§ Directive
The listing beneath should be written out in full, exactly as shown.

..........

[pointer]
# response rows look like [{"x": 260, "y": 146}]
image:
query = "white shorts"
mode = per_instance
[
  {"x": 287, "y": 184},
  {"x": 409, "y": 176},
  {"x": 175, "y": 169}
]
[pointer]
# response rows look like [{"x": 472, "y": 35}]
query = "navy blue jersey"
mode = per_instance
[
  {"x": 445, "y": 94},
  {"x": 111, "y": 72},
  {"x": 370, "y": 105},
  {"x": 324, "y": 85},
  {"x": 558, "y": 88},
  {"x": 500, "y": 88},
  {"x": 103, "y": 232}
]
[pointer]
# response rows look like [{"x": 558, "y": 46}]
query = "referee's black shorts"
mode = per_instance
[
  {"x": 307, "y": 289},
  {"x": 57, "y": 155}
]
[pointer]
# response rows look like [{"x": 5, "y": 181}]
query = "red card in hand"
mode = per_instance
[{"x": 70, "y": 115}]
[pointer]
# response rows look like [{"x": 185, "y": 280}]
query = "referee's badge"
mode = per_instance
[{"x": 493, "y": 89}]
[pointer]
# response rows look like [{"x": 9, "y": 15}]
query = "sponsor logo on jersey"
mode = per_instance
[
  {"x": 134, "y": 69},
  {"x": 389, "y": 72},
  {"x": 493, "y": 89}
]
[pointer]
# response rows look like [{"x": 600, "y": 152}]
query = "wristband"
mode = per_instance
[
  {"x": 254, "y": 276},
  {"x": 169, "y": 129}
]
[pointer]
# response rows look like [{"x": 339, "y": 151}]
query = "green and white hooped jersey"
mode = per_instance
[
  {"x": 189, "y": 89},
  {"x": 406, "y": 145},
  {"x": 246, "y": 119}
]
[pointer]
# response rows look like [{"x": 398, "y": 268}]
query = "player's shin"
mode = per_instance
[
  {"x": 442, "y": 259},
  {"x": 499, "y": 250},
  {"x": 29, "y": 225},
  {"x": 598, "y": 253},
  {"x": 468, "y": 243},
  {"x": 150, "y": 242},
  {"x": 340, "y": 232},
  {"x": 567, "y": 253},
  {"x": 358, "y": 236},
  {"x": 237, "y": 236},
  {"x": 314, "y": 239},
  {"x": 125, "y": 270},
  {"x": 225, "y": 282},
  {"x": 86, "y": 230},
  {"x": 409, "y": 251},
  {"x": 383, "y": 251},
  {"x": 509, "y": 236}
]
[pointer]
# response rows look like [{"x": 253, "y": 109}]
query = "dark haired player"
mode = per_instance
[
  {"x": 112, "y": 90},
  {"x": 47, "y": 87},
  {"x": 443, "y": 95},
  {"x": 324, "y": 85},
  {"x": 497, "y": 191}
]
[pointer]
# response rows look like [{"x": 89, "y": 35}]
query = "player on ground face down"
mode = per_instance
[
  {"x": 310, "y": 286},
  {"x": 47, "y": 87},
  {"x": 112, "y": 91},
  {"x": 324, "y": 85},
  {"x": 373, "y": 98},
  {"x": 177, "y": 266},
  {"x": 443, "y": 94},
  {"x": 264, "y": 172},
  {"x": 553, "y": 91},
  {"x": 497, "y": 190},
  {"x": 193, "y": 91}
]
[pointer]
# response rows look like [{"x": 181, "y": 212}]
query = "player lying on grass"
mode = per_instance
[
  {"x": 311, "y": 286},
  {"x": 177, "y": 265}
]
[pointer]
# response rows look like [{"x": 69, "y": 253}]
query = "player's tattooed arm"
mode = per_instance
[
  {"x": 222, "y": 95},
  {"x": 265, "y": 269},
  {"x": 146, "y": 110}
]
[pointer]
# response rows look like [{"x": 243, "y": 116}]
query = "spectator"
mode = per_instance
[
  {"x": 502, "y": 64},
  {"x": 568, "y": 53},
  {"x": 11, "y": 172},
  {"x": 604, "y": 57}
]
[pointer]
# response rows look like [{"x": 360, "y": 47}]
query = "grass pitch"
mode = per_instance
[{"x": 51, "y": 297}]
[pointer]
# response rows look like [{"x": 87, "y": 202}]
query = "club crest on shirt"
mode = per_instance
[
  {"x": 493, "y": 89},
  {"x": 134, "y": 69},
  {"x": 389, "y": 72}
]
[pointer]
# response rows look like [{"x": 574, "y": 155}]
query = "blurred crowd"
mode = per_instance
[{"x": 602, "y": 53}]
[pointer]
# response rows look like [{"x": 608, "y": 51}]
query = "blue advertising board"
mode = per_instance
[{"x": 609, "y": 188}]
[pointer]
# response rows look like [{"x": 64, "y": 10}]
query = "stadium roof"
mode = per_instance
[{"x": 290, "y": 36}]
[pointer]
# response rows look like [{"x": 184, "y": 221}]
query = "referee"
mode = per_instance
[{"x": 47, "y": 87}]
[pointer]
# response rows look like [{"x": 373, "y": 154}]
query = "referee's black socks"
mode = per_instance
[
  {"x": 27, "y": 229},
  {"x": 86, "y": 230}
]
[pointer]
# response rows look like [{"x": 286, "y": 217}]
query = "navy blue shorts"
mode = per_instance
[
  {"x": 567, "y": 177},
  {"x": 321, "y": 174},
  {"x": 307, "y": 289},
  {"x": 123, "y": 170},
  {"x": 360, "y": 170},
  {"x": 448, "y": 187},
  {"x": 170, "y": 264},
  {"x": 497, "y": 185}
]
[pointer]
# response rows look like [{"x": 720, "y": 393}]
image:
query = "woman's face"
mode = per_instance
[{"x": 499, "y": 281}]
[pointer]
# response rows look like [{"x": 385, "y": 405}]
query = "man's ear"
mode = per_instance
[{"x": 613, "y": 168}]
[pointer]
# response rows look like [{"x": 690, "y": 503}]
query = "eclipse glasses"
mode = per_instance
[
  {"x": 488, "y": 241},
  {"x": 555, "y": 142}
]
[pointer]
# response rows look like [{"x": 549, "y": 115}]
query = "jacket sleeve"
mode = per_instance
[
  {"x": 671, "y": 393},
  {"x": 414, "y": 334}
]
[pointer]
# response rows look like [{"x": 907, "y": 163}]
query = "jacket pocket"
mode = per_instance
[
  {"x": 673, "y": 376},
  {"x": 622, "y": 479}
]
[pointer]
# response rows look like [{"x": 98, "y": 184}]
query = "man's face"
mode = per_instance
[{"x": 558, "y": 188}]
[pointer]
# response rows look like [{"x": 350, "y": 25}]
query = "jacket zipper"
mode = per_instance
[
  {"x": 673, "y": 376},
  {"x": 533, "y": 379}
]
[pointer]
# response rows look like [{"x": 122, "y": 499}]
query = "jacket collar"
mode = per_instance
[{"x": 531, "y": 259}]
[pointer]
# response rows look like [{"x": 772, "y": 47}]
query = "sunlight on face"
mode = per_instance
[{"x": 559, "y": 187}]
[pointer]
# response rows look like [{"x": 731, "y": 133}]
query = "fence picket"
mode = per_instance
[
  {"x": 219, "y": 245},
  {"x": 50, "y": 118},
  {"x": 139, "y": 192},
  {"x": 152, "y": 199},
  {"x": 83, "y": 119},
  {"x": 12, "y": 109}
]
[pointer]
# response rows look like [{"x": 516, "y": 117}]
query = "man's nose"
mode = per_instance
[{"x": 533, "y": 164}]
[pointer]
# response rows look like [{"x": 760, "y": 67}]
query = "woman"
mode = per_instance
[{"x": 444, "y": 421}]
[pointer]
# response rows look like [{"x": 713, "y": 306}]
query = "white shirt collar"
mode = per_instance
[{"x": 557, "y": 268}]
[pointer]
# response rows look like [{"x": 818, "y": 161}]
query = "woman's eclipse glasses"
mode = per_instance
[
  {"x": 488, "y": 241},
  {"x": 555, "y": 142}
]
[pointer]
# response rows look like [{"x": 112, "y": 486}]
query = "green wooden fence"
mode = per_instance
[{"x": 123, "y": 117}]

..........

§ Solution below
[pointer]
# response rows look like [{"x": 260, "y": 146}]
image:
query = "white shorts"
mode = per_instance
[
  {"x": 287, "y": 184},
  {"x": 409, "y": 176},
  {"x": 175, "y": 169}
]
[pointer]
# response rows look like [{"x": 472, "y": 35}]
query = "navy blue jersey"
mode = per_instance
[
  {"x": 445, "y": 94},
  {"x": 111, "y": 72},
  {"x": 370, "y": 105},
  {"x": 324, "y": 85},
  {"x": 558, "y": 88},
  {"x": 500, "y": 88},
  {"x": 103, "y": 232}
]
[pointer]
# response rows look like [{"x": 558, "y": 46}]
query = "referee's black shorts"
mode = per_instance
[
  {"x": 307, "y": 289},
  {"x": 57, "y": 155}
]
[pointer]
# response rows look like [{"x": 5, "y": 181}]
query = "red card in hand"
mode = per_instance
[{"x": 70, "y": 115}]
[pointer]
# response rows look like [{"x": 185, "y": 280}]
query = "referee's badge"
mode = per_instance
[{"x": 493, "y": 89}]
[pointer]
# response rows look like [{"x": 9, "y": 15}]
query = "sponsor logo on jersey"
mode = per_instance
[
  {"x": 134, "y": 69},
  {"x": 389, "y": 72},
  {"x": 493, "y": 89}
]
[pointer]
# response rows look like [{"x": 600, "y": 152}]
query = "wristband"
mode = per_instance
[
  {"x": 254, "y": 276},
  {"x": 169, "y": 129}
]
[pointer]
# response rows look like [{"x": 339, "y": 151}]
query = "green and white hooped jersey"
mode = per_instance
[
  {"x": 189, "y": 89},
  {"x": 406, "y": 145},
  {"x": 246, "y": 119}
]
[pointer]
# response rows look like [{"x": 398, "y": 268}]
query = "player's shin"
mode = per_instance
[
  {"x": 442, "y": 259},
  {"x": 499, "y": 250},
  {"x": 29, "y": 225},
  {"x": 598, "y": 253},
  {"x": 468, "y": 243},
  {"x": 150, "y": 242},
  {"x": 340, "y": 232},
  {"x": 567, "y": 253},
  {"x": 358, "y": 236},
  {"x": 237, "y": 236},
  {"x": 314, "y": 239},
  {"x": 125, "y": 270},
  {"x": 225, "y": 282},
  {"x": 86, "y": 230},
  {"x": 409, "y": 251},
  {"x": 383, "y": 251},
  {"x": 509, "y": 236}
]
[pointer]
# response rows look like [{"x": 253, "y": 109}]
query = "dark haired player"
mode = per_instance
[
  {"x": 112, "y": 90},
  {"x": 47, "y": 87},
  {"x": 443, "y": 95},
  {"x": 324, "y": 85},
  {"x": 497, "y": 191}
]
[pointer]
# response rows look like [{"x": 89, "y": 35}]
query = "player on ground face down"
mode = per_instance
[
  {"x": 310, "y": 286},
  {"x": 47, "y": 87},
  {"x": 112, "y": 91},
  {"x": 324, "y": 85},
  {"x": 373, "y": 98},
  {"x": 177, "y": 266},
  {"x": 443, "y": 94},
  {"x": 264, "y": 172},
  {"x": 553, "y": 91},
  {"x": 497, "y": 190},
  {"x": 193, "y": 91}
]
[pointer]
# response rows look like [{"x": 181, "y": 212}]
query = "player lying on grass"
mode = per_instance
[
  {"x": 311, "y": 286},
  {"x": 177, "y": 265}
]
[pointer]
# response rows look like [{"x": 69, "y": 253}]
query = "player's tattooed arm"
mode = per_instance
[
  {"x": 222, "y": 95},
  {"x": 265, "y": 269},
  {"x": 146, "y": 110}
]
[pointer]
# response rows look like [{"x": 243, "y": 116}]
query = "spectator"
mode = per_instance
[
  {"x": 502, "y": 64},
  {"x": 568, "y": 53},
  {"x": 11, "y": 172},
  {"x": 604, "y": 57}
]
[pointer]
# response rows look like [{"x": 360, "y": 47}]
query = "grass pitch"
mode = per_instance
[{"x": 51, "y": 297}]
[pointer]
# response rows look like [{"x": 87, "y": 202}]
query = "club crest on shirt"
mode = per_instance
[
  {"x": 493, "y": 89},
  {"x": 134, "y": 69},
  {"x": 389, "y": 72}
]
[pointer]
# response rows look like [{"x": 574, "y": 155}]
query = "blurred crowd"
mode = per_instance
[{"x": 602, "y": 53}]
[pointer]
# response rows look like [{"x": 608, "y": 51}]
query = "blue advertising board"
mode = per_instance
[{"x": 609, "y": 188}]
[pointer]
# response rows look like [{"x": 64, "y": 10}]
query = "stadium roof"
mode = per_instance
[{"x": 290, "y": 36}]
[pointer]
# response rows look like [{"x": 184, "y": 221}]
query = "referee"
mode = per_instance
[{"x": 47, "y": 87}]
[pointer]
# response rows look like [{"x": 373, "y": 154}]
query = "referee's black socks"
mode = per_instance
[
  {"x": 27, "y": 229},
  {"x": 86, "y": 230}
]
[pointer]
# response rows look like [{"x": 286, "y": 217}]
query = "navy blue shorts"
mode = per_instance
[
  {"x": 567, "y": 177},
  {"x": 321, "y": 174},
  {"x": 307, "y": 289},
  {"x": 123, "y": 170},
  {"x": 360, "y": 170},
  {"x": 448, "y": 187},
  {"x": 170, "y": 264},
  {"x": 497, "y": 185}
]
[pointer]
# response rows look like [{"x": 720, "y": 393}]
image:
query = "woman's face"
mode = per_instance
[{"x": 499, "y": 281}]
[pointer]
# response rows look like [{"x": 385, "y": 405}]
query = "man's ear"
mode = per_instance
[{"x": 613, "y": 168}]
[pointer]
# response rows look like [{"x": 690, "y": 503}]
query = "eclipse glasses"
mode = per_instance
[
  {"x": 488, "y": 241},
  {"x": 555, "y": 142}
]
[pointer]
# response rows look like [{"x": 549, "y": 115}]
query = "jacket sleeve"
mode = per_instance
[
  {"x": 671, "y": 393},
  {"x": 414, "y": 334}
]
[pointer]
# response rows look like [{"x": 907, "y": 163}]
query = "jacket pocket"
mode = per_instance
[
  {"x": 673, "y": 376},
  {"x": 622, "y": 479}
]
[pointer]
# response rows look like [{"x": 98, "y": 184}]
query = "man's face"
mode = per_instance
[{"x": 558, "y": 188}]
[pointer]
# response rows look like [{"x": 350, "y": 25}]
query = "jacket zipper"
mode = per_instance
[
  {"x": 673, "y": 376},
  {"x": 533, "y": 379}
]
[pointer]
# response rows look like [{"x": 122, "y": 499}]
query = "jacket collar"
mode = per_instance
[{"x": 531, "y": 259}]
[pointer]
# response rows look like [{"x": 772, "y": 47}]
query = "sunlight on face"
mode = per_instance
[{"x": 559, "y": 187}]
[pointer]
# response rows look like [{"x": 731, "y": 133}]
query = "fence picket"
mode = per_instance
[
  {"x": 219, "y": 245},
  {"x": 50, "y": 118},
  {"x": 139, "y": 192},
  {"x": 152, "y": 199},
  {"x": 83, "y": 119},
  {"x": 12, "y": 109}
]
[pointer]
# response rows look like [{"x": 516, "y": 117}]
query = "man's nose"
mode = per_instance
[{"x": 533, "y": 164}]
[pointer]
# response rows look like [{"x": 760, "y": 67}]
query = "woman"
mode = per_instance
[{"x": 444, "y": 421}]
[pointer]
# response rows look like [{"x": 713, "y": 306}]
query = "white shirt collar"
mode = per_instance
[{"x": 557, "y": 268}]
[pointer]
# response rows look like [{"x": 818, "y": 161}]
query = "woman's eclipse glasses"
mode = per_instance
[
  {"x": 488, "y": 241},
  {"x": 555, "y": 142}
]
[pointer]
# response rows look like [{"x": 112, "y": 486}]
query = "green wooden fence"
mode = per_instance
[{"x": 123, "y": 117}]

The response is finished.